(Lines of data)
######

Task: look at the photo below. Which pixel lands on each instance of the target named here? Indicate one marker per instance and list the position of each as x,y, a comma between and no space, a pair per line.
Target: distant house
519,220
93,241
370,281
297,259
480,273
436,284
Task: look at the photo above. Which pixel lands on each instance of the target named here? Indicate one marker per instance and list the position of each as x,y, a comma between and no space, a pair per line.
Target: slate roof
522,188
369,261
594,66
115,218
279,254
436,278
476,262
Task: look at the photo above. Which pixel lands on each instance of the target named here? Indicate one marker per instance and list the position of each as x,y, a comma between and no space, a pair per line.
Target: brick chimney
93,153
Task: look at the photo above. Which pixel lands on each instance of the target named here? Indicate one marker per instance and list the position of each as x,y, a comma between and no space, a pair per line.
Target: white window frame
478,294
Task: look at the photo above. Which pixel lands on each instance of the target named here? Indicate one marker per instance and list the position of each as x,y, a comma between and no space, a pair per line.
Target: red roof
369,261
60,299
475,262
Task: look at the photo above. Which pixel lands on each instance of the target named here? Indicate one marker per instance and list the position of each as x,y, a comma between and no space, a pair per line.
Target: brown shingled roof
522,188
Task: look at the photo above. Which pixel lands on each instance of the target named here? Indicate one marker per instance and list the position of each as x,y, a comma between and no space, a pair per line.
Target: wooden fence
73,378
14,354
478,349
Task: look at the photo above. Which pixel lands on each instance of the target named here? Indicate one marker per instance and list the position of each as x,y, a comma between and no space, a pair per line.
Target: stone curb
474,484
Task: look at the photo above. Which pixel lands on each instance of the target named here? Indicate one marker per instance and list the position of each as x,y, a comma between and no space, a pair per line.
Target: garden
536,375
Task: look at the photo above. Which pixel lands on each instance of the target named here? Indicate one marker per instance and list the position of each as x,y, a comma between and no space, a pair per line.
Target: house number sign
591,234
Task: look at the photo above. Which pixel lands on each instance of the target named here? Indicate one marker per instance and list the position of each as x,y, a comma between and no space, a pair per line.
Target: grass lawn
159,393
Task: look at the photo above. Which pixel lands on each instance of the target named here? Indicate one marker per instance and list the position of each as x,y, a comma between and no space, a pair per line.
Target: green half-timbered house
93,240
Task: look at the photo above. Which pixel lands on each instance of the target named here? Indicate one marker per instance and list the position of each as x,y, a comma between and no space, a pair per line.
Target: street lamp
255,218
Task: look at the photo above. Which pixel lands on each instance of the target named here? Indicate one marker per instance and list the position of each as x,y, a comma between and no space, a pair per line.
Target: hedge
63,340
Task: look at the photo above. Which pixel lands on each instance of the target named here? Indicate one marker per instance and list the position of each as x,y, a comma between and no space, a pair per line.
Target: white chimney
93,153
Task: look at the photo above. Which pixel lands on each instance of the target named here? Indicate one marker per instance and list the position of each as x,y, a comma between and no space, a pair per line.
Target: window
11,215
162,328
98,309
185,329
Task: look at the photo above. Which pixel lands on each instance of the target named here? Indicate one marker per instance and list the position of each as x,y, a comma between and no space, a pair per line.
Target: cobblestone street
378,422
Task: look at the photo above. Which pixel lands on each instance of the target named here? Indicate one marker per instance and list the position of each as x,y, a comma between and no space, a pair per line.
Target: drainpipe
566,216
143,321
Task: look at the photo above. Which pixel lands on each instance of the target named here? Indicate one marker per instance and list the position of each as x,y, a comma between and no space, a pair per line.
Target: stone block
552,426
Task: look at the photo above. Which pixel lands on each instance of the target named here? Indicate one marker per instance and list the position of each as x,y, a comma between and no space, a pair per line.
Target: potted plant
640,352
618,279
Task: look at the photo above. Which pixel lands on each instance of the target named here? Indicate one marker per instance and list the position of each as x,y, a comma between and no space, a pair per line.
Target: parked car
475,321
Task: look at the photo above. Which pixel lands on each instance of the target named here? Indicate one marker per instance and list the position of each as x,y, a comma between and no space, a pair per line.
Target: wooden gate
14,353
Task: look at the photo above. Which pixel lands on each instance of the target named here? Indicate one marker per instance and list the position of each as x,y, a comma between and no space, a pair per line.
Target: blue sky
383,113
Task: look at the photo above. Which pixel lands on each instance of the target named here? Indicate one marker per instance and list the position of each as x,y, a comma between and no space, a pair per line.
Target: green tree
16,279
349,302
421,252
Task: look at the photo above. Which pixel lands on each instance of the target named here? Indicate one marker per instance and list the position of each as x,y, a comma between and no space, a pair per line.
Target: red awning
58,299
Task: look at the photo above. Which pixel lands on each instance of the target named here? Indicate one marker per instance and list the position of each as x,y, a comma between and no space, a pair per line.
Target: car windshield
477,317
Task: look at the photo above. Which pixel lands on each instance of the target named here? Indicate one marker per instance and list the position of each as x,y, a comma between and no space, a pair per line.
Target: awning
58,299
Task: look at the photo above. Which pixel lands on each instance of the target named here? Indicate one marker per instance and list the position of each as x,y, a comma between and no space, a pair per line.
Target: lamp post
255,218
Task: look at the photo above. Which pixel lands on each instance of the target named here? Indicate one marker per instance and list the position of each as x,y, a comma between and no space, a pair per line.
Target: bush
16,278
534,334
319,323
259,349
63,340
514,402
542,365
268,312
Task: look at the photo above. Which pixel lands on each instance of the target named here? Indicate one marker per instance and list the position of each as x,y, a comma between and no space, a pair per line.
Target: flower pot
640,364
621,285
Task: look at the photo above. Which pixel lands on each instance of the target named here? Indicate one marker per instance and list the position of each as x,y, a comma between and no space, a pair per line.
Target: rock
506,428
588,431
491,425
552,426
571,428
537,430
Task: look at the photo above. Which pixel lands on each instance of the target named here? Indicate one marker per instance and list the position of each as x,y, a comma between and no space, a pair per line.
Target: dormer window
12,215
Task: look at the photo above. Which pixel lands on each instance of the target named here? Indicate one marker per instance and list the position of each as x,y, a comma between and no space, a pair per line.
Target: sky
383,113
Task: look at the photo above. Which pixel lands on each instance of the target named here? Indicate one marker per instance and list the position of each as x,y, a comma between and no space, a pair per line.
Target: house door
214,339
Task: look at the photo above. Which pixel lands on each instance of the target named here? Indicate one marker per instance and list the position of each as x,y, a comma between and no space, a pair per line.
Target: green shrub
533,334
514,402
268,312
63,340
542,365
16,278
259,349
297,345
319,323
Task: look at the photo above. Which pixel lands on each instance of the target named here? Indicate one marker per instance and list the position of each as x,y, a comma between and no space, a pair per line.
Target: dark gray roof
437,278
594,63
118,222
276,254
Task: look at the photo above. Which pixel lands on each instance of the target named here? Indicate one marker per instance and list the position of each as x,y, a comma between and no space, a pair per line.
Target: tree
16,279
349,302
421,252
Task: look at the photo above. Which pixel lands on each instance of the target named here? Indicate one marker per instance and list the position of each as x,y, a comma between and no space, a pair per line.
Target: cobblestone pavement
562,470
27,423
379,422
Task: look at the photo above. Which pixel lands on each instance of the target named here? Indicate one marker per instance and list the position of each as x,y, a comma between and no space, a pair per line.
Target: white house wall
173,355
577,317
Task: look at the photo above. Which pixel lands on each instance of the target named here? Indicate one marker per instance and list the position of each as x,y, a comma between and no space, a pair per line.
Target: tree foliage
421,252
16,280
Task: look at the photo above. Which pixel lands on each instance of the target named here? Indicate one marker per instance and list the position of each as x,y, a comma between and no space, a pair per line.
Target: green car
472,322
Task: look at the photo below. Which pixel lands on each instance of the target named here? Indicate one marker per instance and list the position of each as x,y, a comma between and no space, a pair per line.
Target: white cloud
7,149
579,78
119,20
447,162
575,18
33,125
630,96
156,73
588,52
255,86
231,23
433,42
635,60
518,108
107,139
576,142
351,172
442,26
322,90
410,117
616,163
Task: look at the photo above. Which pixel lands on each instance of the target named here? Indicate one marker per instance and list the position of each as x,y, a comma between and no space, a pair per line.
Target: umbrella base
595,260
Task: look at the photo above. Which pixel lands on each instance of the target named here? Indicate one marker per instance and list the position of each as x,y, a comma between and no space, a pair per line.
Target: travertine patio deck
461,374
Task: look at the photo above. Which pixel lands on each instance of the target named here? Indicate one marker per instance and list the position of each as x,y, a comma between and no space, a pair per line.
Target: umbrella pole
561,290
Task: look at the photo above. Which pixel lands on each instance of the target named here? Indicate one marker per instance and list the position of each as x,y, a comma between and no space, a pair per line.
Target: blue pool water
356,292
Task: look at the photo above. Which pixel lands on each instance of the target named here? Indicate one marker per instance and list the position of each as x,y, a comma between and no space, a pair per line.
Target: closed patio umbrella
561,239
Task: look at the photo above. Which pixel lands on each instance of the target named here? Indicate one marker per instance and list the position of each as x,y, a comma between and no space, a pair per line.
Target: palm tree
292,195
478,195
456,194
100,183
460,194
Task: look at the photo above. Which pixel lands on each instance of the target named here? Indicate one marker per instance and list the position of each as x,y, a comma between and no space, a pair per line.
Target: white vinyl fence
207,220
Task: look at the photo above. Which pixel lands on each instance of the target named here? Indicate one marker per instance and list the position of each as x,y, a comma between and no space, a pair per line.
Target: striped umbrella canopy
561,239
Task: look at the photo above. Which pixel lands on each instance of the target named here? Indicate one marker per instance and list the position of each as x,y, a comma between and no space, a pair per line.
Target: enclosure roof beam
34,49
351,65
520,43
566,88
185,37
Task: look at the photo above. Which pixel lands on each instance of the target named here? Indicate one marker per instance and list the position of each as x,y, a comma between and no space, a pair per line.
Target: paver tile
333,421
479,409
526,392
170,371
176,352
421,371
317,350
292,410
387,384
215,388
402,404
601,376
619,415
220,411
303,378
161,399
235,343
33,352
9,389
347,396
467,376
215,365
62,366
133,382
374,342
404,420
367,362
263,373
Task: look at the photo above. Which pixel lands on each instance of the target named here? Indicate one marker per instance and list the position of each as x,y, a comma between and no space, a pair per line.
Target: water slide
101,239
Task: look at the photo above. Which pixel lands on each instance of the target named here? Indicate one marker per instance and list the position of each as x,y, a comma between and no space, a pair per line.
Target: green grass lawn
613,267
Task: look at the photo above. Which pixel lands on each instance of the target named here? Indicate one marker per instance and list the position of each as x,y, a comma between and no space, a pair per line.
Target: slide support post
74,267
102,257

######

What you have to do:
Gather every line of the data above that contains the word "post", and copy each one out in full.

The solution:
Target: lamp post
Target: slide support post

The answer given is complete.